Extract to read.
*****
How I Wrote About Finding My Authentic Self at Midlife
The stranger climbed onto the empty barstool next to mine—my laptop was still open, and he asked if I was a writer. Confirming that I was, he asked what I write.
“Memoir and personal essays,” I answered, handing him a card with the cover of my book on it.
“I’m a late bloomer too,” he said. “How do you do it? How do you write about such personal things and let the world see it?”
Being a private person, I often wonder about this as well.
(How You Know When the Time Is Right to Write a Memoir.)
The writing doesn’t feel like something I do, like scrapbooking or gardening. Thoughts arise at various times—typically when I’m sleeping, in the car, or showering—as if the moment my hands are idle, or my naturally busy brain slows down, the words form in my mind begging to be shaped into a story. I imagine them gathering like ticketholders in the theater lobby waiting for the doors to open. Sharing the stories doesn’t come as easily as the words do, but the choice to do so, to expose my innermost thoughts and feelings, is with the hope that they’ll be meaningful for someone reading them.
*****
Stored records.

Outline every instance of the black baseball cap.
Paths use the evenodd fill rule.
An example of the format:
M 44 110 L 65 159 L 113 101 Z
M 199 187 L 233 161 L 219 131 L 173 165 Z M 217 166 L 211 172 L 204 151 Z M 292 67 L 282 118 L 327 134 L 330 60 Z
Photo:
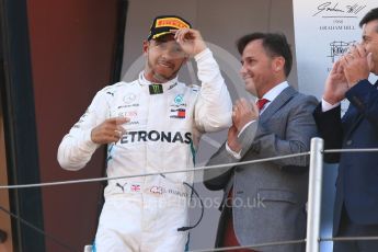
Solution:
M 191 27 L 192 25 L 190 22 L 177 15 L 159 15 L 154 18 L 147 39 L 156 39 L 162 35 L 170 34 L 171 30 Z

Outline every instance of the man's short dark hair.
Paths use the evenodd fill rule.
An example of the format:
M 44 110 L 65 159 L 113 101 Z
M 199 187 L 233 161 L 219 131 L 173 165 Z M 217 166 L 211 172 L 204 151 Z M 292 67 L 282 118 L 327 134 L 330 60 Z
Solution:
M 365 14 L 365 16 L 359 22 L 359 27 L 363 27 L 364 24 L 367 24 L 368 22 L 374 20 L 378 20 L 378 8 L 371 9 Z
M 262 39 L 265 53 L 271 57 L 282 56 L 285 59 L 285 75 L 289 76 L 293 66 L 290 45 L 286 36 L 280 33 L 252 33 L 240 37 L 237 41 L 238 50 L 243 54 L 245 46 L 253 41 Z

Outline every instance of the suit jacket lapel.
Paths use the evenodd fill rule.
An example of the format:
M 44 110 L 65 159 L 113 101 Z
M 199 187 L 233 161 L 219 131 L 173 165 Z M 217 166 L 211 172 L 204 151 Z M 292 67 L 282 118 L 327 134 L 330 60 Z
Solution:
M 263 114 L 260 116 L 260 121 L 264 122 L 272 117 L 274 113 L 276 113 L 283 105 L 285 105 L 295 94 L 298 92 L 293 89 L 291 87 L 287 87 L 286 89 L 278 94 L 278 96 L 273 100 L 273 102 L 266 107 Z

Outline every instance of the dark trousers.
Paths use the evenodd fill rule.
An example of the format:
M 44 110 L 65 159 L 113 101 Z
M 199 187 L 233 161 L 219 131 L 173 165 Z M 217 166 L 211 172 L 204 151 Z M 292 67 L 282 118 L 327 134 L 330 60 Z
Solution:
M 377 213 L 378 215 L 378 213 Z M 340 229 L 336 237 L 378 237 L 378 225 L 357 225 L 352 222 L 343 207 Z M 377 252 L 378 240 L 336 241 L 333 252 Z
*****
Write out the part of the essay about writing memoir at midlife between "(How You Know" and "someone reading them.", inclusive, word for word.

Exercise output.
(How You Know When the Time Is Right to Write a Memoir.)
The writing doesn’t feel like something I do, like scrapbooking or gardening. Thoughts arise at various times—typically when I’m sleeping, in the car, or showering—as if the moment my hands are idle, or my naturally busy brain slows down, the words form in my mind begging to be shaped into a story. I imagine them gathering like ticketholders in the theater lobby waiting for the doors to open. Sharing the stories doesn’t come as easily as the words do, but the choice to do so, to expose my innermost thoughts and feelings, is with the hope that they’ll be meaningful for someone reading them.